[Text passage]:

Office of Planning, Environment, & Realty (HEP)
Programming consists of resource allocation to specific projects and strategies. It is the culmination of the PBPP process, and thus plays a critical role in the PBPP approach. Under a PBPP framework, the TIP/STIP documents can serve as information rich documents that communicate the specifics of investments, their funding sources, and how they are contributing to transportation system performance improvements.
The key products in programming are the MPO Transportation Improvement Program (TIP) and a State Transportation Improvement Program (STIP). These are documents that identify projects that will be funded, the timeframe for implementation, and the sources of funding that are being committed. The STIP must incorporate projects shown in all MPO TIPs in the state, as well as transit projects. Inclusion in the STIP makes the project eligible for federal funding. Within a PBPP process, the process for selecting projects and strategies for programming should tie directly to the goals in the LRTP.
Projects and strategies can originate from:
Linking the LRTP to the TIP and STIP is a key step in the PBPP. Establishing a strong linkage between planning and programming has been a difficult issue for many MPOs and DOTs.
At MPOs, a pool of cost feasible projects is identified for development over the next twenty years in the LRTP. The TIP draws upon the pool of projects and prioritizes projects that will be built over the next four years. For MPOs, the programming process can involve assigning project selection criteria to the projects in the cost feasible plan. Project selection criteria are evaluation metrics that are used to rank projects. A performance-based LRTP will contain a narrative section that details the criteria that will be used to narrow the long-range project list into a short-range program. Ideally, the project selection criteria for the TIP will reflect those used to evaluate the needs in the plan. Once projects and strategies are prioritized based on project selection criteria, the next step is to match available funding streams to projects and strategies. By comparing funding stream eligibility to the purpose and need statement of each project, funding is matched to the highest priority projects.

[What you will do]:
According to the passage on transportation programming, what does inclusion in the STIP make a project eligible for?

[Region segmentation data]:
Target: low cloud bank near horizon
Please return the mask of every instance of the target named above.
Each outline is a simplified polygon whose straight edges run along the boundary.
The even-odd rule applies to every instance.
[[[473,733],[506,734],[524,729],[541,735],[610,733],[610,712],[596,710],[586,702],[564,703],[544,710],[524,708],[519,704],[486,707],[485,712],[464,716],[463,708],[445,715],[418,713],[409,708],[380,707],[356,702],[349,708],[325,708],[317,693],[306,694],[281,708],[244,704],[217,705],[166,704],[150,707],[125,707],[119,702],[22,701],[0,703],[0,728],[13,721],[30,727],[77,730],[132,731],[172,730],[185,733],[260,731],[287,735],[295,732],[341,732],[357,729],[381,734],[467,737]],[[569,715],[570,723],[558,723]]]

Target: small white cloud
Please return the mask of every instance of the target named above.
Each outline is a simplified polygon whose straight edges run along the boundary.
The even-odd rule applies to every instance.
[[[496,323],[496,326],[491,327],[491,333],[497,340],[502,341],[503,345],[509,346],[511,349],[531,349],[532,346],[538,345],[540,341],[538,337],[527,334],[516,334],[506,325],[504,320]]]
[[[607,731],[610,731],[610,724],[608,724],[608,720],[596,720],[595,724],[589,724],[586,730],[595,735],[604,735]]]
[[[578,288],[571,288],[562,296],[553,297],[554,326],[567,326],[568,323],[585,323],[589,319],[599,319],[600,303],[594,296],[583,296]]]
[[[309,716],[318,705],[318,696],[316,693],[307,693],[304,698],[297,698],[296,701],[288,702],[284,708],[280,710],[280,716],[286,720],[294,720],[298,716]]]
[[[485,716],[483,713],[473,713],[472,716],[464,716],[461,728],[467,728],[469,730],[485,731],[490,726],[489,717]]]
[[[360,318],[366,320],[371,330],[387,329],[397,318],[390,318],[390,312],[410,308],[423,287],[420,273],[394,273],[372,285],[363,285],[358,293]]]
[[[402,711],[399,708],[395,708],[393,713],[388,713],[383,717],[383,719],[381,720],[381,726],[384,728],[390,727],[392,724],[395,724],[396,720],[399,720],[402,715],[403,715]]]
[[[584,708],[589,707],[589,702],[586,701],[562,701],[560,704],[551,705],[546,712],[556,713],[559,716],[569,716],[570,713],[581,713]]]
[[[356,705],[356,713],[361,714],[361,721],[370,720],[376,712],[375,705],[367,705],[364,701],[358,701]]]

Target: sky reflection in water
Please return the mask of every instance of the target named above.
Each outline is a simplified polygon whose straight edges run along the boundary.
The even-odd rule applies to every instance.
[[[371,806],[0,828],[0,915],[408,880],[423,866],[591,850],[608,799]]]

* * *

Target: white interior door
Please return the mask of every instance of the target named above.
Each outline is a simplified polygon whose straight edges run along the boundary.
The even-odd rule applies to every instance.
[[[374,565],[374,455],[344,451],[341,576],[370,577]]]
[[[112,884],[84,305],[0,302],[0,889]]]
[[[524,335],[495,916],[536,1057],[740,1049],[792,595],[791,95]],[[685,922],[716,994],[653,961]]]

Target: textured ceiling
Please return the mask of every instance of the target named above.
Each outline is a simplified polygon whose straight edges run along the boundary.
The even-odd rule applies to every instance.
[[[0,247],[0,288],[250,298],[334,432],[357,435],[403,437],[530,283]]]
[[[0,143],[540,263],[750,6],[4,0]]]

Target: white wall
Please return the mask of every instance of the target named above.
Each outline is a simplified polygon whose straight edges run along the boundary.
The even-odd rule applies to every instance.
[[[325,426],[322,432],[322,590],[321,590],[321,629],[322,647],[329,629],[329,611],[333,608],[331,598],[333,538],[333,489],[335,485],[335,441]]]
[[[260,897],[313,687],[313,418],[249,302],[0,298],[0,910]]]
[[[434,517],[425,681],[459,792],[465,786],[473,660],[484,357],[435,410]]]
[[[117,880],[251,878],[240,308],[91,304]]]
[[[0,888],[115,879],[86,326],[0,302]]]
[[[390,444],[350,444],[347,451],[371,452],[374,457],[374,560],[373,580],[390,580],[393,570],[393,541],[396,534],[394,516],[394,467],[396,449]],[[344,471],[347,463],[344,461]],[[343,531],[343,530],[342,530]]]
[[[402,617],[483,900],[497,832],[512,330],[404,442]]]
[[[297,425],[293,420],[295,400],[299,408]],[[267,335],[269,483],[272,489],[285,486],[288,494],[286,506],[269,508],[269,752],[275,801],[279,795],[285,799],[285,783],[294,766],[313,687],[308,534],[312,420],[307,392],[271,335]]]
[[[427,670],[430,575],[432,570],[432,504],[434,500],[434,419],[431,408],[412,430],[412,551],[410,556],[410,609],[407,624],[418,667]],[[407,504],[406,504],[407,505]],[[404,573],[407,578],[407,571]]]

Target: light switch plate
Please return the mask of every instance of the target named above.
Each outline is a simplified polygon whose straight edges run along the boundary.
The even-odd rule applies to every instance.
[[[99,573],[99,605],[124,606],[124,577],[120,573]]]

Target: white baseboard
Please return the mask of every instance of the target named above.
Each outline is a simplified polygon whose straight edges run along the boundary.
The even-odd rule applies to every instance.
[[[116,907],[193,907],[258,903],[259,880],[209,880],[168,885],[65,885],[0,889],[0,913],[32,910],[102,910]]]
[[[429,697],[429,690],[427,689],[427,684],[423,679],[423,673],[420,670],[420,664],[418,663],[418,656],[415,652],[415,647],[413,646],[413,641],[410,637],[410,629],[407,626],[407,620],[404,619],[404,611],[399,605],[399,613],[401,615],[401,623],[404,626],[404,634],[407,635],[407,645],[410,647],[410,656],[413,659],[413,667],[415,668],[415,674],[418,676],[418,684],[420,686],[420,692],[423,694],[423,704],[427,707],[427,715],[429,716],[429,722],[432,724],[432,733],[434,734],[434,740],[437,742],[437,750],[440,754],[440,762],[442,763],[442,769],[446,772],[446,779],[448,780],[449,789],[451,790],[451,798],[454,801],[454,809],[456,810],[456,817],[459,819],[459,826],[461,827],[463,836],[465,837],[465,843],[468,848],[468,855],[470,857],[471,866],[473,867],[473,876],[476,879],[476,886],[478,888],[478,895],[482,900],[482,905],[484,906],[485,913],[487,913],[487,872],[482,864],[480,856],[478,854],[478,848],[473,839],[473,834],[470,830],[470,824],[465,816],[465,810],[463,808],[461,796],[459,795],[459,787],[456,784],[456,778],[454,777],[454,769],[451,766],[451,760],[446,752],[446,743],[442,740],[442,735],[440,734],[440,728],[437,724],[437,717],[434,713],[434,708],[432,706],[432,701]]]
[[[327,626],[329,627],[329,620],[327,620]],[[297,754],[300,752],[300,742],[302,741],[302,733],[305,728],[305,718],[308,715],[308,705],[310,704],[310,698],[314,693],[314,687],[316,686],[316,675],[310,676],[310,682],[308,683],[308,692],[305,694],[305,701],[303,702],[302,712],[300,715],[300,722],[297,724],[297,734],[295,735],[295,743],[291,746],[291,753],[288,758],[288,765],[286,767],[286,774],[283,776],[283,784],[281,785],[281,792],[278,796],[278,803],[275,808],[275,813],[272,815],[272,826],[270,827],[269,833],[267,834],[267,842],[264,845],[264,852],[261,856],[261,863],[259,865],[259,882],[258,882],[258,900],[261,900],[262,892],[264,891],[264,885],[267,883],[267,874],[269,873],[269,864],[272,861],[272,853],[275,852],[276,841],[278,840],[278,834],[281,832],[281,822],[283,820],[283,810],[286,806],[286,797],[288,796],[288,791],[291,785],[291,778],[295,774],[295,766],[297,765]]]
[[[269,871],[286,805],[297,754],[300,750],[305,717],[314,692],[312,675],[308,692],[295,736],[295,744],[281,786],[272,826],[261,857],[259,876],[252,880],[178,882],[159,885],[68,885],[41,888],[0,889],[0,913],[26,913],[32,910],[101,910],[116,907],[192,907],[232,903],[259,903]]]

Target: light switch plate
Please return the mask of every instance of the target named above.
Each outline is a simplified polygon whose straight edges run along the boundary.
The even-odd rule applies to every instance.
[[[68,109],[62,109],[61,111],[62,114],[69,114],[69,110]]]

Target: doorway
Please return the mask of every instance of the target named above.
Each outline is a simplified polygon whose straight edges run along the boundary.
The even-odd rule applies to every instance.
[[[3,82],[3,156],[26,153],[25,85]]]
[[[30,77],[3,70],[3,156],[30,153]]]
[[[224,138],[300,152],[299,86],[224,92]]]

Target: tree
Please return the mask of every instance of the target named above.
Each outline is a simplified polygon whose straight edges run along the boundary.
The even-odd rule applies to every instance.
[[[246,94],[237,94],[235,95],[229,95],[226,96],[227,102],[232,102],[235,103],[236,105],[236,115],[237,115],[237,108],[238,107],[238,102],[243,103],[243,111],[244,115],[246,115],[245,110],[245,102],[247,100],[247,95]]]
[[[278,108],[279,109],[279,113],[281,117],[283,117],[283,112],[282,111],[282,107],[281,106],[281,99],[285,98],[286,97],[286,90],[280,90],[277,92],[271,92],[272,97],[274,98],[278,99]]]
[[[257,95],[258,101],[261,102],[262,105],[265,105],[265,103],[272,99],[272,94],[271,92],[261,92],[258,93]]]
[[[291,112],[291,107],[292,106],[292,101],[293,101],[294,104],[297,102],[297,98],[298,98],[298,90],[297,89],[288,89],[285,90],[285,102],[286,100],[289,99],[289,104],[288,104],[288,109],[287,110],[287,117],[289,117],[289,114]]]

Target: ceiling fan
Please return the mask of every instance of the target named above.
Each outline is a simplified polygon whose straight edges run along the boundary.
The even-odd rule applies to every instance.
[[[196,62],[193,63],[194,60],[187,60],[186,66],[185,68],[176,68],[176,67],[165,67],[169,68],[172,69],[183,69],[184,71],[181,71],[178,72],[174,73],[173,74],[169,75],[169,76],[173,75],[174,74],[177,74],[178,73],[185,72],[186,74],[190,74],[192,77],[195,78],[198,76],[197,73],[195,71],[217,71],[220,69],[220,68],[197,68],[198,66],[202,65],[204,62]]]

[Full response]:
Federal funding.